=== PROBLEM TO SOLVE ===
In the repository description below, which method does the pipeline use for multi-object tracking?

=== PROVIDED TEXT ===
_ _ _

Detection • Tracking • Background Understanding
Research paper implementation — Vishwakarma Institute of Technology, Pune
This repository contains the implementation of a unified hybrid deep learning pipeline that simultaneously performs:
- Object Detection — Real-time detection using YOLOv8
- Multi-Object Tracking — Persistent identity tracking via Deep SORT
- Semantic Segmentation — Scene-level background understanding using transformer-based models
The pipeline is designed for real-time video analytics applications including autonomous driving, surveillance, and smart city infrastructure.

_ _ _

=== PROVIDED DATA ===
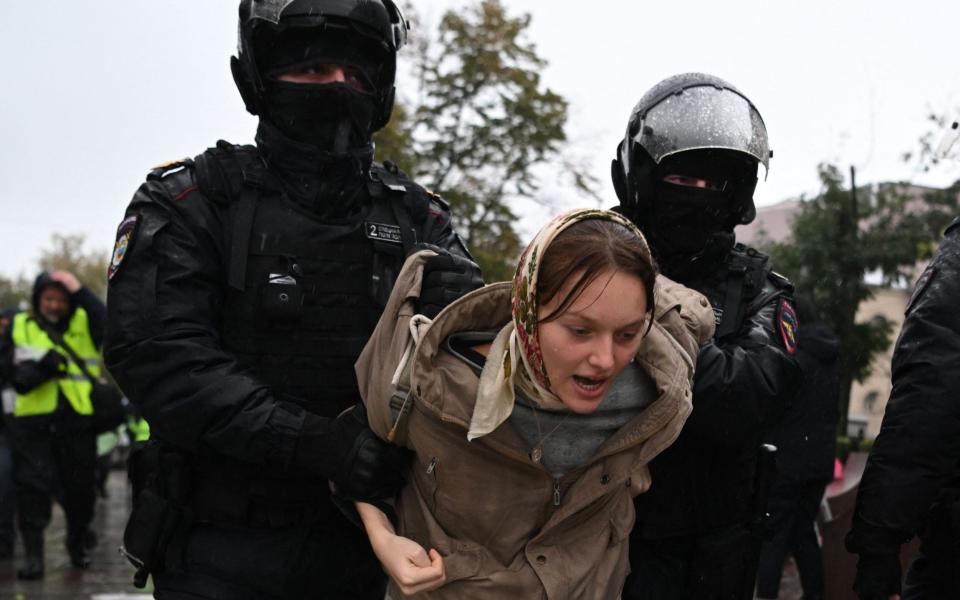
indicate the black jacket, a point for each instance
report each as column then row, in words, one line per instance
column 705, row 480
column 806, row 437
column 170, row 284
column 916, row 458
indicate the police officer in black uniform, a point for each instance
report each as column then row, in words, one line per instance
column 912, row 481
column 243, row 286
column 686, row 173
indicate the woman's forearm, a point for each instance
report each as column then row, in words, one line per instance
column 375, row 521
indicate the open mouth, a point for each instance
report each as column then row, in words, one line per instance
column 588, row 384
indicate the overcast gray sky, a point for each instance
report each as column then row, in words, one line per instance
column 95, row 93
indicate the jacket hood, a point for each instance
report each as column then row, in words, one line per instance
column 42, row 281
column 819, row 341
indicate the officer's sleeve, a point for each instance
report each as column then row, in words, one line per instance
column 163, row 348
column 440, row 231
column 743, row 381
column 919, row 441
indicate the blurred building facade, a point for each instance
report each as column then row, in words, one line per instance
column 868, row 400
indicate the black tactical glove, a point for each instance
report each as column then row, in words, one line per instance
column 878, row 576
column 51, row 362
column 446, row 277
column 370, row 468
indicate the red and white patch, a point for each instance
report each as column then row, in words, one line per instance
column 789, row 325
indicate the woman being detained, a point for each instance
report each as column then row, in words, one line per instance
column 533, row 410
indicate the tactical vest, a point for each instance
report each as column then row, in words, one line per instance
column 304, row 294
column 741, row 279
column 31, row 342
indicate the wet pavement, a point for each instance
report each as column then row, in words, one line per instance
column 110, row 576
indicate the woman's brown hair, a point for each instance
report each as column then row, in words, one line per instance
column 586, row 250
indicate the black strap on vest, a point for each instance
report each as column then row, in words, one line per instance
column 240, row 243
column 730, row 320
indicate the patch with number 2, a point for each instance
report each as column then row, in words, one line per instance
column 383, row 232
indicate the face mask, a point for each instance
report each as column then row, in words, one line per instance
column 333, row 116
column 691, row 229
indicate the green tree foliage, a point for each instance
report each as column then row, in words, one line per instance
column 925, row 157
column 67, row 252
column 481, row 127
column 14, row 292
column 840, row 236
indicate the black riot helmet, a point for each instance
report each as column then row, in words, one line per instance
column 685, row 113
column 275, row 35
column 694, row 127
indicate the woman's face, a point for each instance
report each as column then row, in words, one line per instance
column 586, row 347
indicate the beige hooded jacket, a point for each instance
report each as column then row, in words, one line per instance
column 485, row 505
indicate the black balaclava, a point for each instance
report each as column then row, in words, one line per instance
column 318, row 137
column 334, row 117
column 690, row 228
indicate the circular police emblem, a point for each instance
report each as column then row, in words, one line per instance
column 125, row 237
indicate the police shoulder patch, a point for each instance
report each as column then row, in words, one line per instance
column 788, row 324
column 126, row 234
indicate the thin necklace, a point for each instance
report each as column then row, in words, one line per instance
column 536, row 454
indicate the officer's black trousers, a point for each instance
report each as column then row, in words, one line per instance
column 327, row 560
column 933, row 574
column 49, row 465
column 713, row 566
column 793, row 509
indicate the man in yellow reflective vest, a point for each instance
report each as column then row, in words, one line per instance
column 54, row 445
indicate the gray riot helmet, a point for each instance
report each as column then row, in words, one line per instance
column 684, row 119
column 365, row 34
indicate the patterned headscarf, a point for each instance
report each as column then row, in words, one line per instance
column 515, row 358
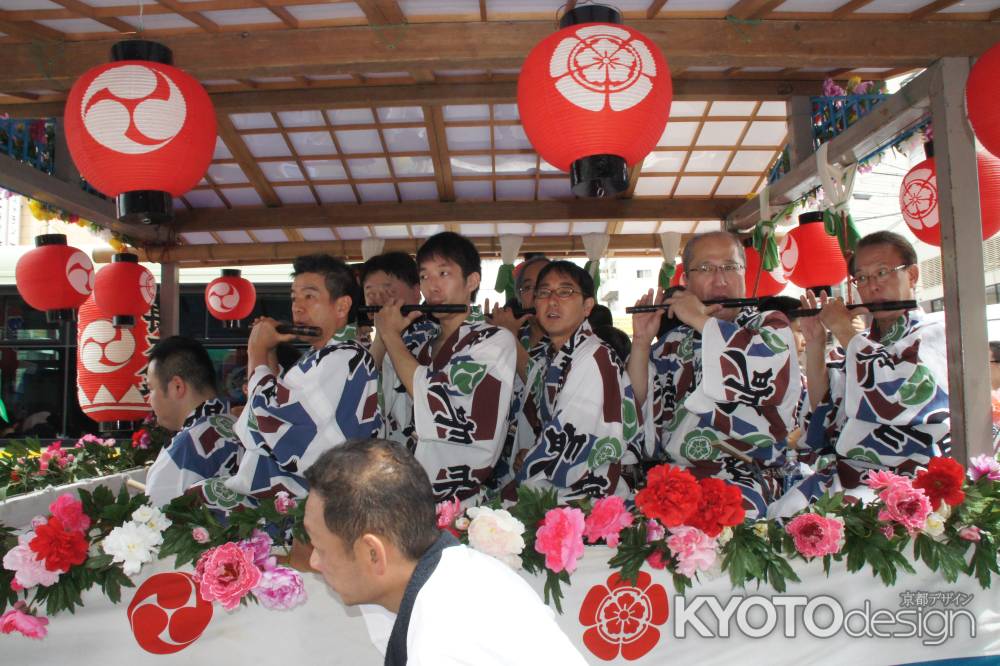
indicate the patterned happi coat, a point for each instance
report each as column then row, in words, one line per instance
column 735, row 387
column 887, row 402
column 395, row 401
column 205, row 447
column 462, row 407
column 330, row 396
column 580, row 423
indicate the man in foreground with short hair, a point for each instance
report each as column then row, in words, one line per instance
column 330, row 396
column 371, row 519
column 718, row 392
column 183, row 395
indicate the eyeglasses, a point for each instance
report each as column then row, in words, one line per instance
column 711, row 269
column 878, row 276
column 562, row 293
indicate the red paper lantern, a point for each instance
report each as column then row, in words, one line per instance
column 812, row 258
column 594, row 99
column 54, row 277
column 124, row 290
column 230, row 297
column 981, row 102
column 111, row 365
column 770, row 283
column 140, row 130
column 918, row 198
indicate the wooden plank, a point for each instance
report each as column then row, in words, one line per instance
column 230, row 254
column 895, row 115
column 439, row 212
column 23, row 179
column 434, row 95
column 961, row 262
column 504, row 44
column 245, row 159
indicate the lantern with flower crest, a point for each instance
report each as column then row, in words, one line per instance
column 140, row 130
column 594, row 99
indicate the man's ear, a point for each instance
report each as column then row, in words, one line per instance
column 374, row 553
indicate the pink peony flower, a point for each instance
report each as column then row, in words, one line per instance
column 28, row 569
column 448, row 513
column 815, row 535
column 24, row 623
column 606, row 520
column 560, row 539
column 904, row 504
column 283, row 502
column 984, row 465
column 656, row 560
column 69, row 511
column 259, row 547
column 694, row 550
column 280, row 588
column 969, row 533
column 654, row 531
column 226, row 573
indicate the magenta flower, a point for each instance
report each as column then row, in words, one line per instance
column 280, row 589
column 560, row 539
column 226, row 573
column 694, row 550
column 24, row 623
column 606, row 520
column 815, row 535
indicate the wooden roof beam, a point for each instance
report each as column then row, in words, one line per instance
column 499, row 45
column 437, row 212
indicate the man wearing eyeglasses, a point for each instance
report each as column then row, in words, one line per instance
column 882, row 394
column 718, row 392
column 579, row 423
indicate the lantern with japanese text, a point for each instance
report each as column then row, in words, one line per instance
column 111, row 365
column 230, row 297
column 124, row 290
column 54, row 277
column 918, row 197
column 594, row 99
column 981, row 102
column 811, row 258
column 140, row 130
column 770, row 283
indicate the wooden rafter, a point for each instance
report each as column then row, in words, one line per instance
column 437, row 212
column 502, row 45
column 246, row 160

_ _ _

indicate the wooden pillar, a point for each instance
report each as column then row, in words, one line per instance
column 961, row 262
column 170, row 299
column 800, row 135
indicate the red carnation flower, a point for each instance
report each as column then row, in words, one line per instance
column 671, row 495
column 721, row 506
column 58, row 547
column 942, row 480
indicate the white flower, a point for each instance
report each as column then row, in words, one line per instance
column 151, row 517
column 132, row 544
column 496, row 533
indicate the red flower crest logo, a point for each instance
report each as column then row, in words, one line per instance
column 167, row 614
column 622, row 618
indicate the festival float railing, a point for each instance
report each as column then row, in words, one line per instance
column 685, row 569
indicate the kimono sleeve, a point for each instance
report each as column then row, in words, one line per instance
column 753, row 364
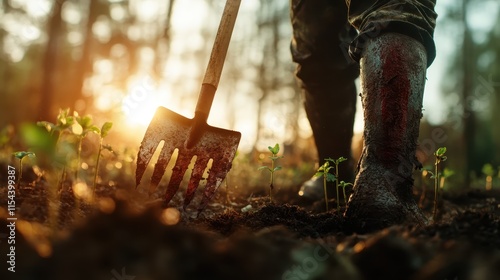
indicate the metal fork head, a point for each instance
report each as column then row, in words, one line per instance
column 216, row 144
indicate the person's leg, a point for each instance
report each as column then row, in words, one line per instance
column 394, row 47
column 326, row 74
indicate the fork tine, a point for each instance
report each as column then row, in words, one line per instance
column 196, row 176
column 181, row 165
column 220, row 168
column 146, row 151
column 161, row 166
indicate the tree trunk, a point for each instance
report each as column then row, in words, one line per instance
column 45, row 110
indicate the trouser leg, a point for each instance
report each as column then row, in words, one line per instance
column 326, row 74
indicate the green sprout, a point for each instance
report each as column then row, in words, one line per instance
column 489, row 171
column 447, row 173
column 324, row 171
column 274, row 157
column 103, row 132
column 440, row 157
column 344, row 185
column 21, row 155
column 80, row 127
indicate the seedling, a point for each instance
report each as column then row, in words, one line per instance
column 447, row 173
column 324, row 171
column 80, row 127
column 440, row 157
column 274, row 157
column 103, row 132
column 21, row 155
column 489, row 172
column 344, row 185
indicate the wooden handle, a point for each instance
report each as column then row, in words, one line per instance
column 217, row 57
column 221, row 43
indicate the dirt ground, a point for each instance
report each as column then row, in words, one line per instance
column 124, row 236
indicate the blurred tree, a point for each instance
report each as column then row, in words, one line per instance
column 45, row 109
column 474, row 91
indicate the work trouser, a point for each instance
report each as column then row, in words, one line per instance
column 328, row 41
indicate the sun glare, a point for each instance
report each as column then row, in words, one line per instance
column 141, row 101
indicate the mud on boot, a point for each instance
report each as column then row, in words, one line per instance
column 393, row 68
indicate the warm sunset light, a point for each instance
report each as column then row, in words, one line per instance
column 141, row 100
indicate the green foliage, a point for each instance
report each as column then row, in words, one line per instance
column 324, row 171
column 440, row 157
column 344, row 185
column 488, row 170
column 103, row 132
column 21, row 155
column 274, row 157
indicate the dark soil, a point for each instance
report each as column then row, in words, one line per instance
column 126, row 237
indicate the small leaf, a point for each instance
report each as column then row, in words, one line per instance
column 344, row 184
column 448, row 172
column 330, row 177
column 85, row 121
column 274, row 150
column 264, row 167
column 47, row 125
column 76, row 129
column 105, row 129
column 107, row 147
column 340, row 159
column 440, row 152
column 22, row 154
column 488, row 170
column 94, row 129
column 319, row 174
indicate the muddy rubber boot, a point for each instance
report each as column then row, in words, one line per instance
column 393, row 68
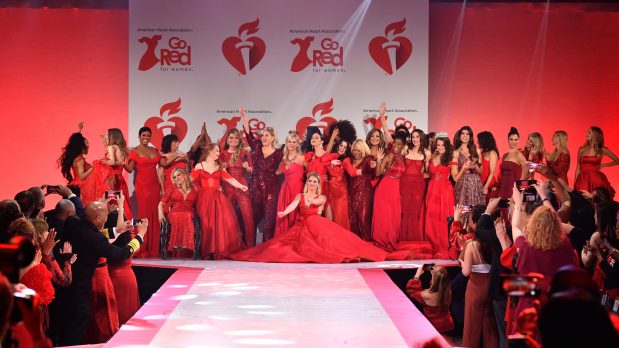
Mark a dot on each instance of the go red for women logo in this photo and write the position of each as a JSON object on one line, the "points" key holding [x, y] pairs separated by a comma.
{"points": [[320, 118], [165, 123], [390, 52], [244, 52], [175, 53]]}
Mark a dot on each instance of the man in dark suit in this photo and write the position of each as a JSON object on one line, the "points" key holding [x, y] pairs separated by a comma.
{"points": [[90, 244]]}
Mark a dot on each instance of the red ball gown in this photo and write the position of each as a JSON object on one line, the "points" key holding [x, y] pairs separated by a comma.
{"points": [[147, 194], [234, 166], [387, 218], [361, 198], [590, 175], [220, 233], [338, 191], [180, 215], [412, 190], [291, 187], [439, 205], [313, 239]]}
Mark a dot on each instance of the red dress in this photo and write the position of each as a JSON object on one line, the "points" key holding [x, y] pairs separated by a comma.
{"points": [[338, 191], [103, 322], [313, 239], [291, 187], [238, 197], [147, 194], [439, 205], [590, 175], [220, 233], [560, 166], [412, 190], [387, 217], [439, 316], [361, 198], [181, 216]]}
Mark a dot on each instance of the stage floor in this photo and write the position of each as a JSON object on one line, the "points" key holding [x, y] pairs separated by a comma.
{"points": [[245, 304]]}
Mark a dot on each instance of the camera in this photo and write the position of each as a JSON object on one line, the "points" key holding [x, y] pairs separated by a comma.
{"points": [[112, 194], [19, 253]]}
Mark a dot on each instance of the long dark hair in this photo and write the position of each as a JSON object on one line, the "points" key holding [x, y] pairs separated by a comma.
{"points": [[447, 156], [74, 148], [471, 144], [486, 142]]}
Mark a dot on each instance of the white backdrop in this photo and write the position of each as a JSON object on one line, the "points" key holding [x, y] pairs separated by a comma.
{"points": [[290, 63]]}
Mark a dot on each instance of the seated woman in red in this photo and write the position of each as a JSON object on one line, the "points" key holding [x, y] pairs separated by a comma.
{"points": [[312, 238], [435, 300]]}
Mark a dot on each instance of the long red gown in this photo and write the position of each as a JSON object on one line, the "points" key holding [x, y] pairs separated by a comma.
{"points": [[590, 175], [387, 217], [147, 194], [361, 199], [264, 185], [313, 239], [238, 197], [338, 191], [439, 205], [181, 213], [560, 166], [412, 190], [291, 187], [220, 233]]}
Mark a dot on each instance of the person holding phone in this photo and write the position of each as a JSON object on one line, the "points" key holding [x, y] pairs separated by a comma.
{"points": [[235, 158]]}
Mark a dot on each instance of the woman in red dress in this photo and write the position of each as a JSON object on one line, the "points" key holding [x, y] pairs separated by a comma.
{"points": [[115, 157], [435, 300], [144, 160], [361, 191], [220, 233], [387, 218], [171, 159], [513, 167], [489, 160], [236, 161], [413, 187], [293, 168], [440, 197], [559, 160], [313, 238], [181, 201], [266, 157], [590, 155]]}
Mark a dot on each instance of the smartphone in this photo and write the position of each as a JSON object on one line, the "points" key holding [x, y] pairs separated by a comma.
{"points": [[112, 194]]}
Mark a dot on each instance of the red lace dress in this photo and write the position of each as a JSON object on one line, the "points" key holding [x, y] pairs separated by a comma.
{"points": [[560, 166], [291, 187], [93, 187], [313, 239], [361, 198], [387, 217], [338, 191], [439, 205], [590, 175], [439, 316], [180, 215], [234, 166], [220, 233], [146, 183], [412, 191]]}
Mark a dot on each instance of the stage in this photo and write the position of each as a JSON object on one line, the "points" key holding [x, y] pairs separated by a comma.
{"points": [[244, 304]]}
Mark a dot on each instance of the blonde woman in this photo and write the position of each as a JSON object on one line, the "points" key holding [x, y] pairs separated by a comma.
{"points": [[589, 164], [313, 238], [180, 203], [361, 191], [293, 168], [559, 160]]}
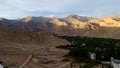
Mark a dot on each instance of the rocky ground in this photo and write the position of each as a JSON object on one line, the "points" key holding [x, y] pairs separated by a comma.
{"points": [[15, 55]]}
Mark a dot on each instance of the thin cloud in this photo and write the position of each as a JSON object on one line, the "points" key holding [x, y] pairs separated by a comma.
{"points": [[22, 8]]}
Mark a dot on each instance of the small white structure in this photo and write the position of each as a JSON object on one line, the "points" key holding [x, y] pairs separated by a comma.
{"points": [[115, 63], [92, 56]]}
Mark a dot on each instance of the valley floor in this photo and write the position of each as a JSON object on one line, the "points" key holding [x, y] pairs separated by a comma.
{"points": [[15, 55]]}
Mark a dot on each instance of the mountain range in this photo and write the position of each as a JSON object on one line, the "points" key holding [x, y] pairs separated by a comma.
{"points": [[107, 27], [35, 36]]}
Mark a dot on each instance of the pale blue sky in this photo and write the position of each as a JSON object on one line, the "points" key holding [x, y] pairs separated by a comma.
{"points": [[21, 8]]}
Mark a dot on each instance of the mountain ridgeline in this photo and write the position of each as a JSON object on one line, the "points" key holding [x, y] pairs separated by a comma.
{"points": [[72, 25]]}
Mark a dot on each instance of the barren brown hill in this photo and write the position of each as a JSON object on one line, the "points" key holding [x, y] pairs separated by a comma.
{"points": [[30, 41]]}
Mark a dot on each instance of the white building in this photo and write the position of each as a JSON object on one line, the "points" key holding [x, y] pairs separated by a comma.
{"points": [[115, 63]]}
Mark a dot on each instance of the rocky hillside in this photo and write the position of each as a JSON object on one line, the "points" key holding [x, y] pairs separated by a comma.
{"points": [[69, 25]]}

_ _ _

=== REPLY ===
Deep SORT